--- What you should do ---
State how many lines in the listing below contain the word "blue". Reply with the number alone.

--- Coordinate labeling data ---

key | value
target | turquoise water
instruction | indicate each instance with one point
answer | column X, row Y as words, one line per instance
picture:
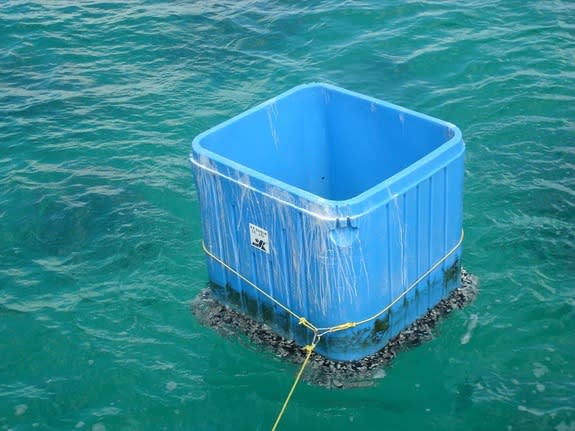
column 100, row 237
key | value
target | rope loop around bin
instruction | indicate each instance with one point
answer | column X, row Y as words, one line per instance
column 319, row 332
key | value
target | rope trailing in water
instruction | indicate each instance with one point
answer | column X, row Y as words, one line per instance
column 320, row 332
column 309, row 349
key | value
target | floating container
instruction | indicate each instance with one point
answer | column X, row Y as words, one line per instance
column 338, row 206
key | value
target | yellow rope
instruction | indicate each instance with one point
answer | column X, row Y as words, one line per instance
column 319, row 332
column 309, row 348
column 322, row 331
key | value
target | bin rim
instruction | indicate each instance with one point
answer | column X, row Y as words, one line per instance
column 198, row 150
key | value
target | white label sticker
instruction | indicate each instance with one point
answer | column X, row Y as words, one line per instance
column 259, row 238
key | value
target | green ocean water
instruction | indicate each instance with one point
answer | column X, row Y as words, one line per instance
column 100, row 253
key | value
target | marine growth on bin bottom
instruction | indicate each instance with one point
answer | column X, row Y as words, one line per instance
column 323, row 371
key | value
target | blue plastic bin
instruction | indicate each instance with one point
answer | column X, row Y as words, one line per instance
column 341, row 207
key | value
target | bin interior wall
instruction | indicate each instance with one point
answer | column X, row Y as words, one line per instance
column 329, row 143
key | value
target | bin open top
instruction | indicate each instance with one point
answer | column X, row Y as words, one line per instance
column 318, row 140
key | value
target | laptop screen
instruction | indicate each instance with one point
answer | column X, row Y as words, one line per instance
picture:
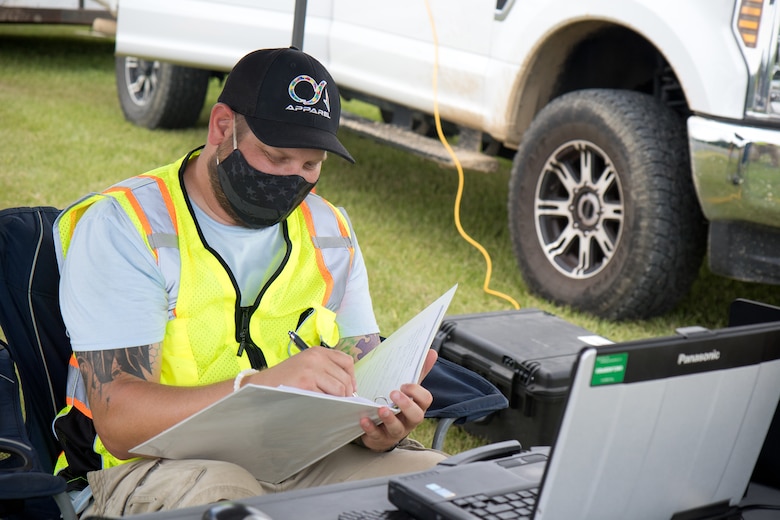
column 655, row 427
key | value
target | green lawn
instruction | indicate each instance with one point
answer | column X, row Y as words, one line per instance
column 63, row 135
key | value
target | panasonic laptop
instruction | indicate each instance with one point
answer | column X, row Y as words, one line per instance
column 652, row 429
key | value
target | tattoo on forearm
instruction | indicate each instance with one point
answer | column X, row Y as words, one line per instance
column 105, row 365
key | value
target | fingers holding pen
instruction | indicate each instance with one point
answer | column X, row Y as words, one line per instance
...
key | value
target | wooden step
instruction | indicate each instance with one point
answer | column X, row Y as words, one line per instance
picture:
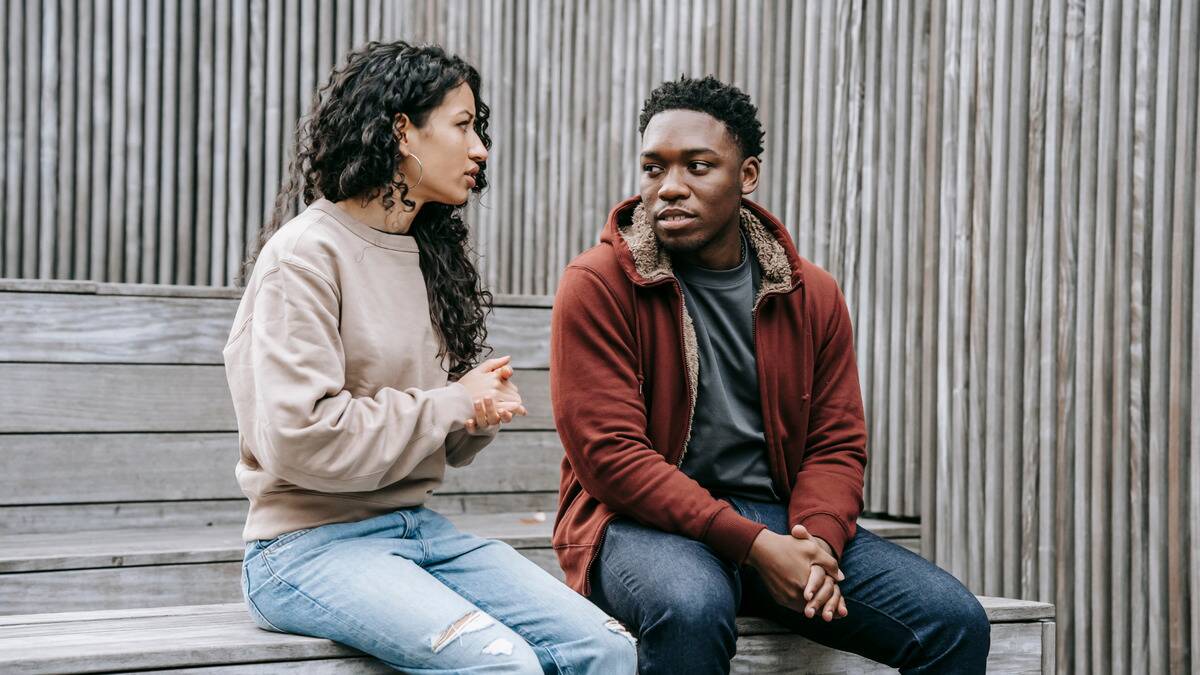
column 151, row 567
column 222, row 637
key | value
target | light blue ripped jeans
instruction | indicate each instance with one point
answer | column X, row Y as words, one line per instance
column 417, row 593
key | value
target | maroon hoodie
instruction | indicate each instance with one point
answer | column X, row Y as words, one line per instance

--- Response for this exercise ---
2